» What you will do
Copy word for word the part of the extract about Erica Heller and her father that starts at "Her younger brother" and ends at "smug and perverse.".

━━━ Page extract

Her younger brother Ted, now a distinguished novelist in his own right, also has an uncomfortable time of it in Something Happened, but the most self-lacerating and merciless of all the chapters in that book has the title "My Daughter's Unhappy". In this almost unbearably abrasive section of what Joseph Heller claimed as his greatest work, the character of "my daughter" is assassinated with adjectives including clever, malicious, morose, rude, mean, smug and perverse.

"She is nervous," Joseph Heller writes, as the main character Bob Slocum, "spiteful, embittered and vindictive" behind her "thin-lipped smile of calculating villainy... she must continue to agitate, like some dark and moody burrowing creature with a drive to undermine and destroy". Nothing is spared: her hair, her skin, her weight, her breasts, her "obdurate refusal" to have fun. "She would break my heart," he writes, "if she were somebody else's."

When he began the book, Joseph Heller told me, not long before his death in 1999, "My son and daughter were four and nine. By the time I finished it they were 16 and 21. So they grew up through the period I was writing about."

We're sitting in Erica Heller's flat at the Apthorp Building, now a prestigious landmark on the Upper West Side of New York, where she lives with her wire fox terrier Lola. It was here, in a larger apartment, that her father wrote Something Happened. I can see no trace, in this highly articulate and engaging 59-year-old, recently described by The New York Times as resembling a figure from the world of Woody Allen, of the monster he depicted in that novel, beyond a degree of diffidence.

"She has," Slocum complains, "what I believe is called a poor self-image." And, you have to ask yourself, given years growing up with a man who, towards the end of his life, would concede his parenting to have been "oppressive" and said he didn't "do" children, who could blame her?

"How did you react to those pages," I ask, "when you first saw them?"

"I just couldn't believe that he'd done it. The book felt as if it was on fire in my hands. I couldn't believe that any father could think like that or write like that – let alone publish it. It was horrifying." She was, she says, "Demolished."

"So as far as you're concerned, that long chapter is fundamentally drawn from life?"

"It included long, verbatim conversations. I felt he must have taken notes, for years. The whole dynamic between father and daughter was exact. There was no effort to disguise or soften anything."

The one positive attribute that Heller never sought to deny in Something Happened was his daughter's high intelligence. "She is too smart," he wrote, "to be dumb." His rage seems to have been partly fuelled by frustration that she was not achieving artistically, in the way he might have hoped.

━━━━━━
━━━ Extracted material

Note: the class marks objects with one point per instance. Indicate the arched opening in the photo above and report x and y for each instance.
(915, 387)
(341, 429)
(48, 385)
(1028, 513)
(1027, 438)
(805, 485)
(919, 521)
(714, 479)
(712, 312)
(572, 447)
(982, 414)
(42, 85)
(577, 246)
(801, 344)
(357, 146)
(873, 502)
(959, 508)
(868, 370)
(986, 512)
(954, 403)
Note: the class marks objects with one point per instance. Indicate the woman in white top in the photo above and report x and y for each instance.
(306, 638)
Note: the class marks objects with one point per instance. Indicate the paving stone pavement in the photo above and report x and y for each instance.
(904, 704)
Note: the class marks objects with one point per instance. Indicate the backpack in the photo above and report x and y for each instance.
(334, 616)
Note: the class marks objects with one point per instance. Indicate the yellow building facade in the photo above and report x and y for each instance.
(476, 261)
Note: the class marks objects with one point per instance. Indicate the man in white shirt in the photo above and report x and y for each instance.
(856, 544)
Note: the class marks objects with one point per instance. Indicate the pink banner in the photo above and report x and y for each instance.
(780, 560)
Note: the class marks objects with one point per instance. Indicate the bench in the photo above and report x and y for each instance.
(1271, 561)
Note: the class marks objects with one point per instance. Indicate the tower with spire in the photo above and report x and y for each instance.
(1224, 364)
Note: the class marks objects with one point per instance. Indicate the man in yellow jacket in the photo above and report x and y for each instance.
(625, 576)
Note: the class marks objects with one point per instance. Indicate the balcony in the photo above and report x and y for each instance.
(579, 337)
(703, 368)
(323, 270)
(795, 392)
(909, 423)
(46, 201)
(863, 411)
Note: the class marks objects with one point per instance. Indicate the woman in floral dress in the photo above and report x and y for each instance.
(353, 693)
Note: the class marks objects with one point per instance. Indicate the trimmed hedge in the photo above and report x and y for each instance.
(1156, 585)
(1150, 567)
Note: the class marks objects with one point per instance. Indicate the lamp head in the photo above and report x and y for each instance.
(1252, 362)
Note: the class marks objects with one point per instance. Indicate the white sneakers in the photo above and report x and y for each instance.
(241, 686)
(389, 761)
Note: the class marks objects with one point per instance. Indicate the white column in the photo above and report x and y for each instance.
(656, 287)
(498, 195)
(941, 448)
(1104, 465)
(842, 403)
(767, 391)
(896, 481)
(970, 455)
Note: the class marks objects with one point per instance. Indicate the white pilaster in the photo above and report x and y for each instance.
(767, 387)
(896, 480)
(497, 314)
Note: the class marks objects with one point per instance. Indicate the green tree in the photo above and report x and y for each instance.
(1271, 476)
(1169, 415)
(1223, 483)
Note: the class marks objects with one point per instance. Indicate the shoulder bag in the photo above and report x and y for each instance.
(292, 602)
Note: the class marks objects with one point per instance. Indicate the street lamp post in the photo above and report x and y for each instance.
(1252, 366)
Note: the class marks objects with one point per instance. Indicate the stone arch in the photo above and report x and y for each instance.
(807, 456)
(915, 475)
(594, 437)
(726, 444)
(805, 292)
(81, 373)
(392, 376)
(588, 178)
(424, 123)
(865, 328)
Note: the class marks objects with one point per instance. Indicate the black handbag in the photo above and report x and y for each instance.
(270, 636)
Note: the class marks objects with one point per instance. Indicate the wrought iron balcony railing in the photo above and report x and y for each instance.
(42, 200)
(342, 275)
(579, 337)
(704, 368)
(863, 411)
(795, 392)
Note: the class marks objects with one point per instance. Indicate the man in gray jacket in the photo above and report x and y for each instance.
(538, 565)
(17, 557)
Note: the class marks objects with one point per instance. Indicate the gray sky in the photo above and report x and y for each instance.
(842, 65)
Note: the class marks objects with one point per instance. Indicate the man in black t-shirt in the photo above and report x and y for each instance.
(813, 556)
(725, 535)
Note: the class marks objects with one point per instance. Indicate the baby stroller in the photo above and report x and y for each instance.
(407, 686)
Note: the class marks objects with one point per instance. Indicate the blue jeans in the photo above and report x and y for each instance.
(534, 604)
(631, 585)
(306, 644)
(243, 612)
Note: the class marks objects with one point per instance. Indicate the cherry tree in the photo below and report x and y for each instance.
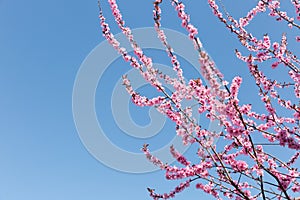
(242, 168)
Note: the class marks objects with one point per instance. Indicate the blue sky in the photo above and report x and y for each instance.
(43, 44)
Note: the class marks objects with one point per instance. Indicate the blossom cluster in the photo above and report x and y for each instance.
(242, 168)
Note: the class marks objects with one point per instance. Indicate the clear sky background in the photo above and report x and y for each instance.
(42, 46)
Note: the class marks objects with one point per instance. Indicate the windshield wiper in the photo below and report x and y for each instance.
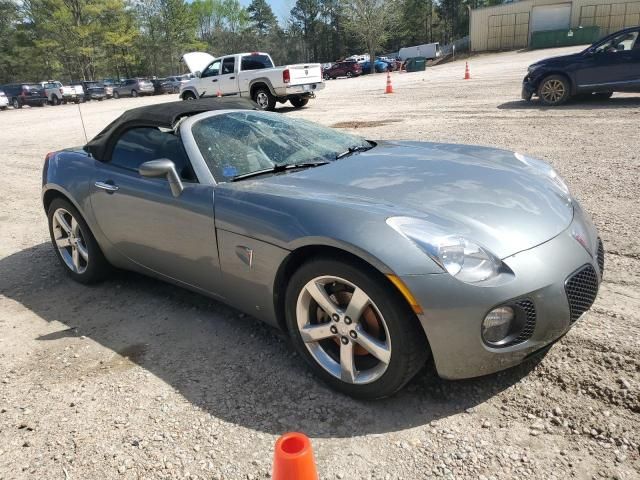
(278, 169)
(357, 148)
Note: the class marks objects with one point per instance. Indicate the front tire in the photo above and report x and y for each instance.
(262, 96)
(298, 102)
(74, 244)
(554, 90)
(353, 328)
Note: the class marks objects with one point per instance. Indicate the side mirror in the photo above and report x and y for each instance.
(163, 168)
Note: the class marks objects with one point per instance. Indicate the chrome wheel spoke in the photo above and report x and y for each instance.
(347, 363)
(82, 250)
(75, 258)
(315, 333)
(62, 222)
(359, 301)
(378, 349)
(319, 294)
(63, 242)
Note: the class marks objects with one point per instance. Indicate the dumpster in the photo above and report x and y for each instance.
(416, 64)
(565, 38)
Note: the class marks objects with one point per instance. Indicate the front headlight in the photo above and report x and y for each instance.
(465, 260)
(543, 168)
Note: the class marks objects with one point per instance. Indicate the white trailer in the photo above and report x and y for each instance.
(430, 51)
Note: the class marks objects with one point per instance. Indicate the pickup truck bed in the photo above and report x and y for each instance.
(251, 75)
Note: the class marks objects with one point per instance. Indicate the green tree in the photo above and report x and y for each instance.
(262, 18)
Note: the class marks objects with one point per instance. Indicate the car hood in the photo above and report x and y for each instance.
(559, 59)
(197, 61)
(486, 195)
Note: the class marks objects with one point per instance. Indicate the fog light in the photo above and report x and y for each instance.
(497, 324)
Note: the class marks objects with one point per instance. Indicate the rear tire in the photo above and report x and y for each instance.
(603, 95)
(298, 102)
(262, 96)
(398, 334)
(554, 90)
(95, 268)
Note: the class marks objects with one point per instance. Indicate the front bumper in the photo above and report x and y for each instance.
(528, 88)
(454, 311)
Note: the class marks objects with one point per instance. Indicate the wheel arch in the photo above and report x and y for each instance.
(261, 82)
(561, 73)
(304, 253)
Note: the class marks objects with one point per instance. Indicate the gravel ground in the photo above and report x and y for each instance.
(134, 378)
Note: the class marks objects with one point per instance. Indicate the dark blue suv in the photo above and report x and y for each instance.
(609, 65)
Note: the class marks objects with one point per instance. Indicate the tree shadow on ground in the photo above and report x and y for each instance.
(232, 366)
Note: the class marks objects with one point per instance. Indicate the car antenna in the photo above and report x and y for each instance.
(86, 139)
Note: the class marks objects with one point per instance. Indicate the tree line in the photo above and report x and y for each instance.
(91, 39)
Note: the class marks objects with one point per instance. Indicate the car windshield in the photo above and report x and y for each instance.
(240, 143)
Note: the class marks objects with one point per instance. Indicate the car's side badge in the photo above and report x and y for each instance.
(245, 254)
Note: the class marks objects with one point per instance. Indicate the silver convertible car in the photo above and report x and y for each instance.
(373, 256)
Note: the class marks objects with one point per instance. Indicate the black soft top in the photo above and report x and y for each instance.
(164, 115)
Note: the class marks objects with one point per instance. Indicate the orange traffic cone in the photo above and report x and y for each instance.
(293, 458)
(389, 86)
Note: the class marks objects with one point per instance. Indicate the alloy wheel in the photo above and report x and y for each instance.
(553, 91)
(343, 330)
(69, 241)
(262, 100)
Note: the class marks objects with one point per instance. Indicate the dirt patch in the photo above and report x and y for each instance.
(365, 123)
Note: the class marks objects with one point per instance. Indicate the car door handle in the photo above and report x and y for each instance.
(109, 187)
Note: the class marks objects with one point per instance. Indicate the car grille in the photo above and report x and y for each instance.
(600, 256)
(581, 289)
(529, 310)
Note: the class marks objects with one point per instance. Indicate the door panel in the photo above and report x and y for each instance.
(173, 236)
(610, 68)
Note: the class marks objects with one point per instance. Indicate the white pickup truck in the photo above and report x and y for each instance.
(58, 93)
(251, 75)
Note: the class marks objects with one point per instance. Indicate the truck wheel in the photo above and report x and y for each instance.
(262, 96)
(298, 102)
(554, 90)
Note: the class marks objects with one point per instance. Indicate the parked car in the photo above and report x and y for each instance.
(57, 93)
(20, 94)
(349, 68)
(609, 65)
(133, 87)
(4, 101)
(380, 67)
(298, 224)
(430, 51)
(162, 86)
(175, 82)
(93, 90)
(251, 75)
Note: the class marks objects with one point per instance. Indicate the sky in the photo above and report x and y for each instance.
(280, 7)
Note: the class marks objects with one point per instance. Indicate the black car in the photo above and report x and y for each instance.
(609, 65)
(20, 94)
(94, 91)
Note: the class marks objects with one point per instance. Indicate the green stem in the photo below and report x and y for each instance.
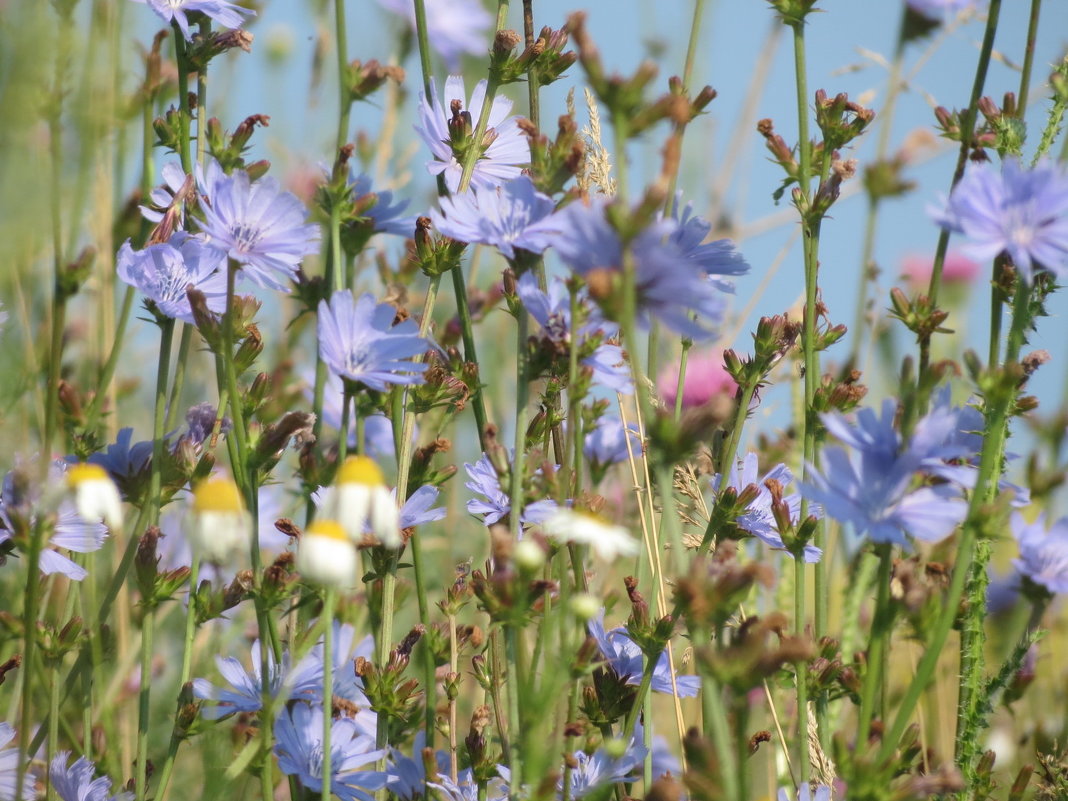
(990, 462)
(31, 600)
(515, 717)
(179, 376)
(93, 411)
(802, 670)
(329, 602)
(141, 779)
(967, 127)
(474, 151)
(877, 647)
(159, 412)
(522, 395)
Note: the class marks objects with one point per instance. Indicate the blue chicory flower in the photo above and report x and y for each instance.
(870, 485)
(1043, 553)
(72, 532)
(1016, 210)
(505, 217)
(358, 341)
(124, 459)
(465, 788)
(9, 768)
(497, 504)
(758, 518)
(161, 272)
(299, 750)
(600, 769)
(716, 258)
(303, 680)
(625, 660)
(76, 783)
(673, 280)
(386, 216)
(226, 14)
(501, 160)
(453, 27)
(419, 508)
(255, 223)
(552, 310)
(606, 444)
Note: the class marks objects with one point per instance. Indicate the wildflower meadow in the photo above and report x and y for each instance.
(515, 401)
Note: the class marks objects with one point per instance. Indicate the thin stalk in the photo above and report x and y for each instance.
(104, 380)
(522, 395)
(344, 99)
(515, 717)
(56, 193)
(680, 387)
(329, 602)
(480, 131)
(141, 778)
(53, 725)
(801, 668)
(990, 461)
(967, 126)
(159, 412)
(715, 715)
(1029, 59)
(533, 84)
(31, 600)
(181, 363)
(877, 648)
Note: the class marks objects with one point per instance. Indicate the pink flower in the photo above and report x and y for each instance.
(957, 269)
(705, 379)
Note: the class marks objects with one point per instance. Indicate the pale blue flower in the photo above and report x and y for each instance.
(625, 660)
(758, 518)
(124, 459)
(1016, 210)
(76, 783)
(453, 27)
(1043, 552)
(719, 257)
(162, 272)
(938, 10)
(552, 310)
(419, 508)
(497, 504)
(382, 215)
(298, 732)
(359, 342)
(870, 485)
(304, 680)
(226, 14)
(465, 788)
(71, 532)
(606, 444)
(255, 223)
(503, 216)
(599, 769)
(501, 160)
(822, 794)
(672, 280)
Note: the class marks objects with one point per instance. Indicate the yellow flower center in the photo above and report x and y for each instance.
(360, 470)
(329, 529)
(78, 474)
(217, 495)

━━━━━━

» Written response
Her younger brother Ted, now a distinguished novelist in his own right, also has an uncomfortable time of it in Something Happened, but the most self-lacerating and merciless of all the chapters in that book has the title "My Daughter's Unhappy". In this almost unbearably abrasive section of what Joseph Heller claimed as his greatest work, the character of "my daughter" is assassinated with adjectives including clever, malicious, morose, rude, mean, smug and perverse.